> Problem statement:
Rewrite the data below, swapping each "photograph" for "image" and keeping everything else the same.

> Material shown:
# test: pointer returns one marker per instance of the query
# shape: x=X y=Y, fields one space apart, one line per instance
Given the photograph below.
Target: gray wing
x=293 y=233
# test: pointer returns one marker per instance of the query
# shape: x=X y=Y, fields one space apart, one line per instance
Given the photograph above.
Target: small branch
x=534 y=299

> Task response:
# test: pointer returns one marker per instance of the query
# shape: x=X y=Y, fields one space apart, one line per instance
Given the image below.
Target: gray wing
x=293 y=233
# test: pointer returns one marker per instance of the query
# shape: x=X y=Y, fields one space apart, one line per instance
Given the image above.
Target: small branch
x=534 y=299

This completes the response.